The task: Repeat exactly the lines of the listing from the line containing "Note: for this drill, mark the dark green" through its last line, and nothing beyond them.

__________________________________________________

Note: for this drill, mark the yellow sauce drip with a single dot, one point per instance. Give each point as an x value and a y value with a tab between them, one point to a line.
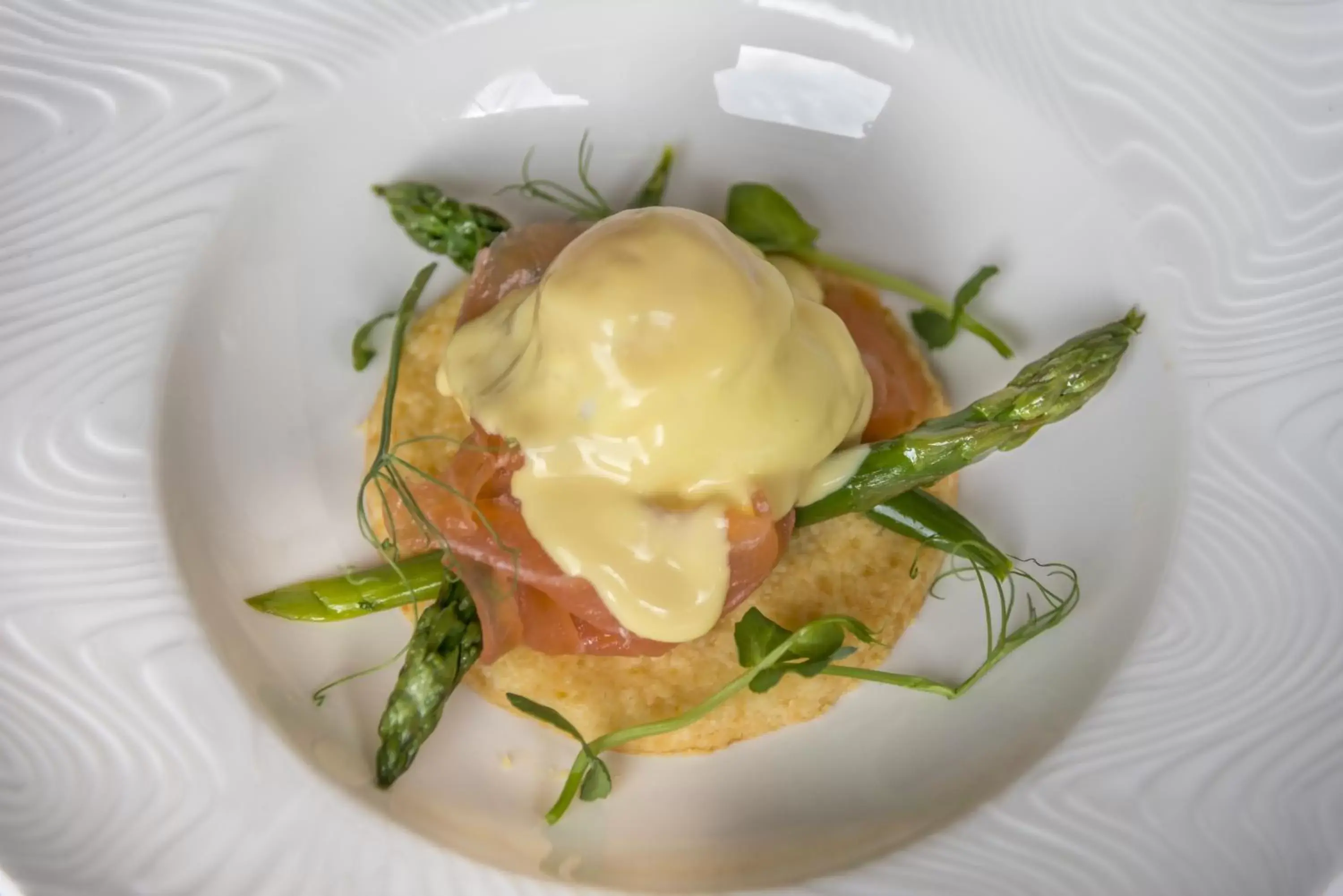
660	374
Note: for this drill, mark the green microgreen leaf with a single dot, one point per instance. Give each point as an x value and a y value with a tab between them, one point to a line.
360	351
590	207
937	329
656	186
770	652
546	714
757	636
765	218
442	225
597	782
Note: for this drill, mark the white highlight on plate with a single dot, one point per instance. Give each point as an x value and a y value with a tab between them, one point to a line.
518	90
845	19
791	89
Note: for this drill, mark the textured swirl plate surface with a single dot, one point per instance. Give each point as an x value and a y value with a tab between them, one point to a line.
131	761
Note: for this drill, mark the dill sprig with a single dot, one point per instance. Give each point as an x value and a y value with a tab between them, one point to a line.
590	207
769	652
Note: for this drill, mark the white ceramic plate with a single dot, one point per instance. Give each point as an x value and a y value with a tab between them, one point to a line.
191	184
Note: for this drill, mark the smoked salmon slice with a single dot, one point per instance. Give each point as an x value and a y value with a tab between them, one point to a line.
469	512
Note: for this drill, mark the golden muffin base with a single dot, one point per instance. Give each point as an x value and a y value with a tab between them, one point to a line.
845	566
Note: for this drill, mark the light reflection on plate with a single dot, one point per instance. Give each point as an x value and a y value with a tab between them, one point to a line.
791	89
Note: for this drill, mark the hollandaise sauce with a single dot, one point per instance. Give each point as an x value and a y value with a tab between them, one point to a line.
661	374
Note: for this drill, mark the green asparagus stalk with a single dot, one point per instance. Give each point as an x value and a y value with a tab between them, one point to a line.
923	518
445	645
1044	393
915	515
355	594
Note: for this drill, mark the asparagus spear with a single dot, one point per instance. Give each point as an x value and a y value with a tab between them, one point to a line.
915	514
355	594
445	645
1044	393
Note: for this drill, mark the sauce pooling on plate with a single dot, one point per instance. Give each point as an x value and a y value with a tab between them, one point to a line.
661	375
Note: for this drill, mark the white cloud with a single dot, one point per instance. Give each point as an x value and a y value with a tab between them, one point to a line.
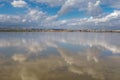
94	9
38	19
52	3
19	3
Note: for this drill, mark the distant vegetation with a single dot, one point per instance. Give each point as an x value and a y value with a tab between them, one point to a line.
53	30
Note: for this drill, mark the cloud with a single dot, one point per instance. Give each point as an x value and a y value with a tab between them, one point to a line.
19	3
51	3
94	9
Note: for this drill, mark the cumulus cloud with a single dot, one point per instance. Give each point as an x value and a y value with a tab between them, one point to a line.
39	19
94	9
52	3
19	3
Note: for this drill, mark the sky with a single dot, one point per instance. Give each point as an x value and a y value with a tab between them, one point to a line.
60	14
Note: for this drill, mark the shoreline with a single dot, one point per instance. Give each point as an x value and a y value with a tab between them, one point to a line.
57	30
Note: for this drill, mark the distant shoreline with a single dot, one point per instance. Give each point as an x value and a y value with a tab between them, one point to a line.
56	30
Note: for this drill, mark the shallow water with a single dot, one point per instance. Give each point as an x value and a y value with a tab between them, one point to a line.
59	56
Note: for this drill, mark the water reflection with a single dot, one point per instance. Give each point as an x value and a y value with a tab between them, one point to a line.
59	56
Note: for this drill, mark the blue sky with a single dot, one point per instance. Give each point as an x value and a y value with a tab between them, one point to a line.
70	14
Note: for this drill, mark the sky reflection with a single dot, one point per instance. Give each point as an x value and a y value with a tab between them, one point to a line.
56	56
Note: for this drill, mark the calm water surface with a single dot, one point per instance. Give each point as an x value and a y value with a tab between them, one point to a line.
59	56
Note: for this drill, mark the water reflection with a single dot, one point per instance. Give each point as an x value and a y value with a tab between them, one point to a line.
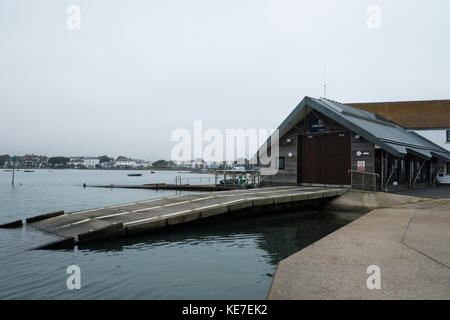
279	235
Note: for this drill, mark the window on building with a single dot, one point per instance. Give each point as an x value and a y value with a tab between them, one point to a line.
281	163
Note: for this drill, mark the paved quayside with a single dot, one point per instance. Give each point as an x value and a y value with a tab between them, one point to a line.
131	218
408	242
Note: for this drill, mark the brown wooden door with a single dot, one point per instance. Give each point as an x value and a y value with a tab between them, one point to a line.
325	159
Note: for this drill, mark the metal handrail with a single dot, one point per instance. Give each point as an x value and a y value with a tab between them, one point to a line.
363	173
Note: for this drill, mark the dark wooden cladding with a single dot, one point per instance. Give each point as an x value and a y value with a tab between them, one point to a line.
367	154
325	159
292	173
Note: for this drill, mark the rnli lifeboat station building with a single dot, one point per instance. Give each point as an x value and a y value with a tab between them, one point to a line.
326	143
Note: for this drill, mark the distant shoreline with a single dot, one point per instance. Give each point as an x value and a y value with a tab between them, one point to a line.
185	170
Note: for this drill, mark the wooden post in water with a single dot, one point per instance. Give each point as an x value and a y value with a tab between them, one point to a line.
13	159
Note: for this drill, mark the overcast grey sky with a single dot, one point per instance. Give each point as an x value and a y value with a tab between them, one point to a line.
137	70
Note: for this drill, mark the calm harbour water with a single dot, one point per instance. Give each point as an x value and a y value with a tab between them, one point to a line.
233	259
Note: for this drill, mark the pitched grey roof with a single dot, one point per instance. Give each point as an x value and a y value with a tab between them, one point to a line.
386	134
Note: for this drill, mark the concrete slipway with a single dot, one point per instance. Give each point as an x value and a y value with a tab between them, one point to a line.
131	218
407	238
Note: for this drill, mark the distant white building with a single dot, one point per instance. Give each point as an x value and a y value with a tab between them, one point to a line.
91	162
76	161
107	164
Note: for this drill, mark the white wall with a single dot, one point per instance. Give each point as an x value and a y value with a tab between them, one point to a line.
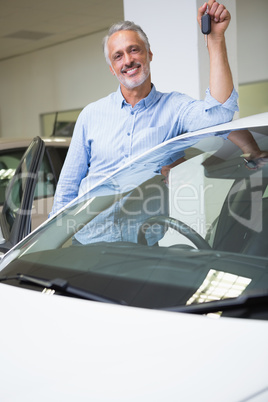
63	77
180	60
70	75
171	27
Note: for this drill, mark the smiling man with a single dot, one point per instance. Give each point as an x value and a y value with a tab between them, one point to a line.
111	131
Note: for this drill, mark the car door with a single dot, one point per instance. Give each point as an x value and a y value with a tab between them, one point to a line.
15	218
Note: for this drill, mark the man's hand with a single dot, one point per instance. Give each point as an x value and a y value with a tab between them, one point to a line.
220	18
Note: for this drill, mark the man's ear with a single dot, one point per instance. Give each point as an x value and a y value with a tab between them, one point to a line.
112	70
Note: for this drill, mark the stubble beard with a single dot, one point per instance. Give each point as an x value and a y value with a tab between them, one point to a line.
131	83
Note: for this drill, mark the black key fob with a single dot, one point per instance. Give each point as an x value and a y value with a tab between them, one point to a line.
206	24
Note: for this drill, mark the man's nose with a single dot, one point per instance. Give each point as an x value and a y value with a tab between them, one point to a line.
128	59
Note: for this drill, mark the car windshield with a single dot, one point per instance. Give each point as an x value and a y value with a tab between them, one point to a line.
185	223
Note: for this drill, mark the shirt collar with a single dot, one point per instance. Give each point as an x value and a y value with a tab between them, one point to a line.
146	102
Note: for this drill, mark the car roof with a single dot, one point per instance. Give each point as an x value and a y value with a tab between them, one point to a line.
11	143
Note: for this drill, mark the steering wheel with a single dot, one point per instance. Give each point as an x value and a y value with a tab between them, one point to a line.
175	224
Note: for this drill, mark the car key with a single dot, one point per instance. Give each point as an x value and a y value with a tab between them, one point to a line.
206	25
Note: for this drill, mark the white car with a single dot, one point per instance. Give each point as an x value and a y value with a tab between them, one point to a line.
153	286
54	153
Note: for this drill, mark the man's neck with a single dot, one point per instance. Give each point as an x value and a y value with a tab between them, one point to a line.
133	96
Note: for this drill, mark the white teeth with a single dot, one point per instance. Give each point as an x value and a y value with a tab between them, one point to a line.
130	71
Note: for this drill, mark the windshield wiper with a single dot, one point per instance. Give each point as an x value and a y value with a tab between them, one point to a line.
246	301
61	285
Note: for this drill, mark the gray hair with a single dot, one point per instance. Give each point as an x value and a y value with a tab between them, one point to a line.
124	26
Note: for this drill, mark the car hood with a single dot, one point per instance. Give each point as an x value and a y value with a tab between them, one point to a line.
60	348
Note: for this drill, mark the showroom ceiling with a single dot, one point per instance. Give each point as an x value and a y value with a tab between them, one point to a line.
30	25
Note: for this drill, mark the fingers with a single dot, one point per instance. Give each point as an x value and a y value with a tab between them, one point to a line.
201	12
217	11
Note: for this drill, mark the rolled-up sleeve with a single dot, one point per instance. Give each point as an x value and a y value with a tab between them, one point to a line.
230	104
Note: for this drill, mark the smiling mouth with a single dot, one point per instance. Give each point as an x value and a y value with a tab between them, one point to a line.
130	70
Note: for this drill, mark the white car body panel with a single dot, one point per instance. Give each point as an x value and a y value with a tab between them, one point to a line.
64	349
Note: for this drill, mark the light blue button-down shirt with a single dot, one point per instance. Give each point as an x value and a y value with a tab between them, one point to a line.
109	132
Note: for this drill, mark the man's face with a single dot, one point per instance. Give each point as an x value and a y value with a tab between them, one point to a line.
130	61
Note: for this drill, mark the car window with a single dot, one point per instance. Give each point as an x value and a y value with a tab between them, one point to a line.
46	183
48	175
154	240
8	164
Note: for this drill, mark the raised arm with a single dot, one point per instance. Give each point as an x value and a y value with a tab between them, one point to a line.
220	81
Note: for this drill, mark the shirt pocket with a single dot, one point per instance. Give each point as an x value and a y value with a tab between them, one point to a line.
148	138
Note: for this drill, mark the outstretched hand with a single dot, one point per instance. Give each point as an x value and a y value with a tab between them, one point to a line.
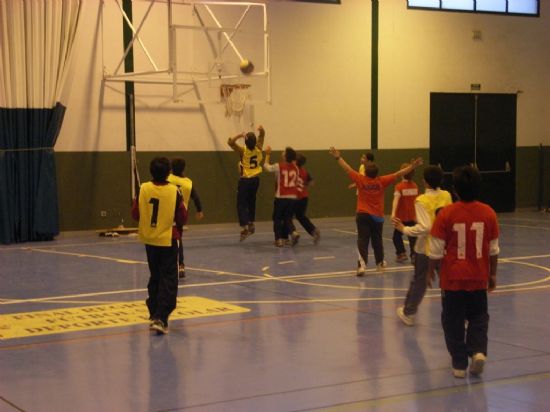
398	224
430	278
334	152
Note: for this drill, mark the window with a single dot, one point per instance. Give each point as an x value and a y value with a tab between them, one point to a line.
321	1
512	7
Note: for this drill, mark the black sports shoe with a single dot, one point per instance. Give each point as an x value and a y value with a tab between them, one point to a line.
158	326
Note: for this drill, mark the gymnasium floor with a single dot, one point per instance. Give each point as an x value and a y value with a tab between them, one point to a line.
261	328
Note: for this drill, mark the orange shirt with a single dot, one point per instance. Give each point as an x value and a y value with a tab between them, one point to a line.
370	197
408	191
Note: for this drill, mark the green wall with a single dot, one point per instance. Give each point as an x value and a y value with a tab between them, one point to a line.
92	182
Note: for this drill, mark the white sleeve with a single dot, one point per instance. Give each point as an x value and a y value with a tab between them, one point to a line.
271	167
423	222
494	249
437	248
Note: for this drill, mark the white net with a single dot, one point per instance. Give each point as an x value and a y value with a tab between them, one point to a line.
235	97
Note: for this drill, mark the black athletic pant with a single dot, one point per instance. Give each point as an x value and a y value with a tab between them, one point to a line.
163	283
458	307
246	199
300	208
417	287
283	210
369	229
180	251
398	240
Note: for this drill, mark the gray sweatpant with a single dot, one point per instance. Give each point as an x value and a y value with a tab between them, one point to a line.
417	287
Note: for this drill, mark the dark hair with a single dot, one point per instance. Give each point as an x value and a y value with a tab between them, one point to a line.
290	154
371	170
300	159
467	183
178	166
250	140
409	175
159	168
433	176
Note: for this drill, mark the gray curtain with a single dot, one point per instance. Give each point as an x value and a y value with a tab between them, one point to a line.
36	40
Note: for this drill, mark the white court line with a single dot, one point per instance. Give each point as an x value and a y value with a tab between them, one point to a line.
524	226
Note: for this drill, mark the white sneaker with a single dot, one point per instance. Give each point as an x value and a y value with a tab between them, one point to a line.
406	319
459	373
294	238
478	362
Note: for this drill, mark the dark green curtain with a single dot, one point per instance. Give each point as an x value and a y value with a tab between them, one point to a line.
28	188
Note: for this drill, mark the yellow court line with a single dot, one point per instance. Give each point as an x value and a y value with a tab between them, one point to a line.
524	257
381	402
260	278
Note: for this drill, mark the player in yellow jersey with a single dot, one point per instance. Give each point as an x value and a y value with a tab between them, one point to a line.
187	190
157	207
250	168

__________________________________________________

The output:
Note: for this drill, mark the dark green curtain with a single dot, one point per instance. Give each point as an x value and a y value with a tab between them, one point to a line.
28	188
Note: for this drill, mark the yellow court line with a single dot, one point per instance. Give each point as an x value and a y value with a tab between them, one point to a line.
524	257
381	402
260	278
Note: for this drill, mark the player in yellow jersey with a single dot, one point per instance. Give each point as an x value and a y value with a tab between them, one point to a line.
187	190
157	207
250	168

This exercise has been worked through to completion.